### Stated problem
What do the lines from the one containing "If you could mark the navy hockey pants" through the end of the entries say? Quote them exactly, and only them.
[Data supplied start]
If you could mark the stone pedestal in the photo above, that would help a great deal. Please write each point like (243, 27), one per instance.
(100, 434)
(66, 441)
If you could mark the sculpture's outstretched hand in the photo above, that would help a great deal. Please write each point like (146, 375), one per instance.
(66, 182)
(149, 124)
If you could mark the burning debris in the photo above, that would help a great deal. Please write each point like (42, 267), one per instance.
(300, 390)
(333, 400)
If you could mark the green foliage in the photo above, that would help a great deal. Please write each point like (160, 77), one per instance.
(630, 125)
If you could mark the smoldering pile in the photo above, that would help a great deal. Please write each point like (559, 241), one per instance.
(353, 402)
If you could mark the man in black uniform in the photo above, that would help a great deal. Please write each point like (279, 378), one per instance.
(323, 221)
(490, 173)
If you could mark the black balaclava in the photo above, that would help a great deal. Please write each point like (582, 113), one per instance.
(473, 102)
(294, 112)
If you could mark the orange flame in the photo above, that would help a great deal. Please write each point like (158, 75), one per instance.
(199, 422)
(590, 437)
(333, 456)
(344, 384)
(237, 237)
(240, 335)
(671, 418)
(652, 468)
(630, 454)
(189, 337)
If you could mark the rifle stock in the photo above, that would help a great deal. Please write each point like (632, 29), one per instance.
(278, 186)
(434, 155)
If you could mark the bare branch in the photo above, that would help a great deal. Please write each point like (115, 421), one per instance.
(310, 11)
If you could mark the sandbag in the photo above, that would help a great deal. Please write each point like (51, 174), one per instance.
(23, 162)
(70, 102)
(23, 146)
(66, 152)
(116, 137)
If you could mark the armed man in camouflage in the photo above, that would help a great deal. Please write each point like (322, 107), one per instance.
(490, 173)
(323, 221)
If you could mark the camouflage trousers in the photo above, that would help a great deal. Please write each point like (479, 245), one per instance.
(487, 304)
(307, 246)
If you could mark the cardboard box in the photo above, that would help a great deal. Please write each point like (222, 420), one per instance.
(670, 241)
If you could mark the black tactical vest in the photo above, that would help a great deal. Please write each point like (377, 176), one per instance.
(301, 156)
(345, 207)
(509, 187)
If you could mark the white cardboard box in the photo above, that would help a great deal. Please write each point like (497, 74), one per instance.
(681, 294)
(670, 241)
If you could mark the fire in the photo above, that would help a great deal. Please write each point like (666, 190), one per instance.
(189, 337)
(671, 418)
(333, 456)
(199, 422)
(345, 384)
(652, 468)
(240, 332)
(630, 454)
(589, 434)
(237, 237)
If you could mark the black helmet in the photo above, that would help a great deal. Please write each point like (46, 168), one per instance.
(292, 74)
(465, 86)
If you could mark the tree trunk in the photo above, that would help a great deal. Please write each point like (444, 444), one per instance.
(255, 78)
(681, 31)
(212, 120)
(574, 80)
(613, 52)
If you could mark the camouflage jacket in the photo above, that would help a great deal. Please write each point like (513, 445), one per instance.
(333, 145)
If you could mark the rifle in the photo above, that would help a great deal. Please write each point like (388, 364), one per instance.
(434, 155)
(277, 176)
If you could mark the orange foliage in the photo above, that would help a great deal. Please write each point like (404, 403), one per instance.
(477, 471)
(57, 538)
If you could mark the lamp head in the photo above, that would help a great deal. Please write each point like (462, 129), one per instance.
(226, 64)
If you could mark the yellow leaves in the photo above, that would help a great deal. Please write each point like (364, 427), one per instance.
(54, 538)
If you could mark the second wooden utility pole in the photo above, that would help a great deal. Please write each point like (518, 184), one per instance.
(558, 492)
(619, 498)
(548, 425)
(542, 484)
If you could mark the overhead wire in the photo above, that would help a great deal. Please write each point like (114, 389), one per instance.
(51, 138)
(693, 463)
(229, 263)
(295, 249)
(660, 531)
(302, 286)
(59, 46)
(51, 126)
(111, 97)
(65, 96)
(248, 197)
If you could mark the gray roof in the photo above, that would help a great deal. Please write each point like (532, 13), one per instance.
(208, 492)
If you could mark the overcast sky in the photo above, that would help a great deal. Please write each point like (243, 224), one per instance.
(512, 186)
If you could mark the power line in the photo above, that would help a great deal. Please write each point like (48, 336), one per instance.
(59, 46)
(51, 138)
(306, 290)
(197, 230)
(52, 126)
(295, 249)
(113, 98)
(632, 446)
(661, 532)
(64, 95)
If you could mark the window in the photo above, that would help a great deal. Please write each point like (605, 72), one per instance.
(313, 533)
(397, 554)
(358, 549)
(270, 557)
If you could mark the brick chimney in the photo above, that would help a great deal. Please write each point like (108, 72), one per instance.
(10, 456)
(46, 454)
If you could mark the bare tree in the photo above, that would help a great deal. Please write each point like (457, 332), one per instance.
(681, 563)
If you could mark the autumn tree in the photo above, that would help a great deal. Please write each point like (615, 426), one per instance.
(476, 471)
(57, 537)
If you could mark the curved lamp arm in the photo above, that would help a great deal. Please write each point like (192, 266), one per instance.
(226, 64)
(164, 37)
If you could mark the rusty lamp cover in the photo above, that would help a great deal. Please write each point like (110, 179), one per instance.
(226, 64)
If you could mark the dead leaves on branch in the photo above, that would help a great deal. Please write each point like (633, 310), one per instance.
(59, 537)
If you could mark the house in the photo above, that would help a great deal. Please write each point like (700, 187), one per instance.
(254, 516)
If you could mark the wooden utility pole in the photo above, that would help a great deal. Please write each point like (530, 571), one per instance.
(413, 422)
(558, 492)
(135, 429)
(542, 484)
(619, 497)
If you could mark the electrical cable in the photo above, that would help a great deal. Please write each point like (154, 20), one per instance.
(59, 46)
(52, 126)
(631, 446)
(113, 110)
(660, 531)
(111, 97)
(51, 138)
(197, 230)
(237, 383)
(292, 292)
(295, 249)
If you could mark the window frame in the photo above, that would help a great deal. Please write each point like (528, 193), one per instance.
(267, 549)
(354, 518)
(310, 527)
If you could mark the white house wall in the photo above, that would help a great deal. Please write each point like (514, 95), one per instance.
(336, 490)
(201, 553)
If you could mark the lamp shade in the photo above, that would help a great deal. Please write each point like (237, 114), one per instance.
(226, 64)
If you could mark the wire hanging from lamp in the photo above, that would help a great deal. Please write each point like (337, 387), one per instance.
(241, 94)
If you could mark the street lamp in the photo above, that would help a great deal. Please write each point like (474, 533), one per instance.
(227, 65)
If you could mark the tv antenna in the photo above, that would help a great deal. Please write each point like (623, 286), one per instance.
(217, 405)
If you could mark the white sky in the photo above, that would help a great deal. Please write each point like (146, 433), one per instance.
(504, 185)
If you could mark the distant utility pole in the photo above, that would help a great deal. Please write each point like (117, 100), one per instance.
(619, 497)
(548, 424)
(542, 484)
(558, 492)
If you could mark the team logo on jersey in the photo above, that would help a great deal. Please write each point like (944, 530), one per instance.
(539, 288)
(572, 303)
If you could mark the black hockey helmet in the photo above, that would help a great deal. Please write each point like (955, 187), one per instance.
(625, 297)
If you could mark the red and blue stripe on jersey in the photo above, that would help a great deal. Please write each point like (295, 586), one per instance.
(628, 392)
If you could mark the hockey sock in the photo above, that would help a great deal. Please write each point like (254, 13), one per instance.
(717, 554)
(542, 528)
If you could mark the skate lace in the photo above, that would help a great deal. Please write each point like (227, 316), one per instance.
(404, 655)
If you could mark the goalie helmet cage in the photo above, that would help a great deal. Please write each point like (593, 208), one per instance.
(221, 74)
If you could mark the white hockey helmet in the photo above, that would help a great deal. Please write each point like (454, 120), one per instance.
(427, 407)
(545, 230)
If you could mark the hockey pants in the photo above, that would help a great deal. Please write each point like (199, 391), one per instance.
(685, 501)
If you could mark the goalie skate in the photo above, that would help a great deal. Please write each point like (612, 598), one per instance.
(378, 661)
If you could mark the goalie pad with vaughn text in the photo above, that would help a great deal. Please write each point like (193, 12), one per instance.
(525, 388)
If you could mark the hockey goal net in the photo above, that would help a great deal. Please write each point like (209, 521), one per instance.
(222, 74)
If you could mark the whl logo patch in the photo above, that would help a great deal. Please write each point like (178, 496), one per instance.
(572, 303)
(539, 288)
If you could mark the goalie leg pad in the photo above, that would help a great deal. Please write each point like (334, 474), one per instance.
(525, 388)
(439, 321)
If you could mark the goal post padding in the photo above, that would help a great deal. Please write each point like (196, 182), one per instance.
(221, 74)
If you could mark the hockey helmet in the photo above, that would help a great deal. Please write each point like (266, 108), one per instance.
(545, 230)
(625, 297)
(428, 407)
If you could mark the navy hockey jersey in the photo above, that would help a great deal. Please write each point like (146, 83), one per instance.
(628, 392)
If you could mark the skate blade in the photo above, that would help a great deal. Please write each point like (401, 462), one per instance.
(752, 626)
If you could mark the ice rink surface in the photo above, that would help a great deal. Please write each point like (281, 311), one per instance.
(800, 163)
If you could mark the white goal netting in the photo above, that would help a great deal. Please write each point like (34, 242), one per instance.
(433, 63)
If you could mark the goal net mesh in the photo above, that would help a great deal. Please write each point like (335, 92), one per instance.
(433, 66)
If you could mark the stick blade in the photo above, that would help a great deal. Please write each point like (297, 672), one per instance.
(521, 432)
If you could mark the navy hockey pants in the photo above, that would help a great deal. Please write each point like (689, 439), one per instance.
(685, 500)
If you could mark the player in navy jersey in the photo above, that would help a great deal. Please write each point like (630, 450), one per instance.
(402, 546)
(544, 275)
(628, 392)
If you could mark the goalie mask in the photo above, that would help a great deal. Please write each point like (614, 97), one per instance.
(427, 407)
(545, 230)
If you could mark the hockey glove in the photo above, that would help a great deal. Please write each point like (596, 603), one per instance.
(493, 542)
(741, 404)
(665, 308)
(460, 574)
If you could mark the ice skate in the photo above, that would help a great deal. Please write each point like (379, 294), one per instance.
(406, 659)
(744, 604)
[Data supplied end]
### Task answer
If you could mark the navy hockey pants in the photo above, that would help a great deal. Please write each point like (689, 439), one per instance.
(685, 500)
If you could mark the player in navy jersey in the photo above, that would help a great deal. Please write each point like (630, 450), one per instance.
(402, 546)
(544, 275)
(628, 392)
If you could mark the goalie mask in the photo above, that would help a great deal. Please write each point like (614, 97), one per instance.
(427, 407)
(545, 230)
If you could mark the hockey glove in the photo above, that would help a great deal. Please write each point like (596, 603), one per instance.
(493, 542)
(741, 404)
(665, 308)
(460, 574)
If you could mark the ice skate in the photo above, that would help a great deal. Please write each point like (379, 294), one per instance.
(406, 659)
(744, 604)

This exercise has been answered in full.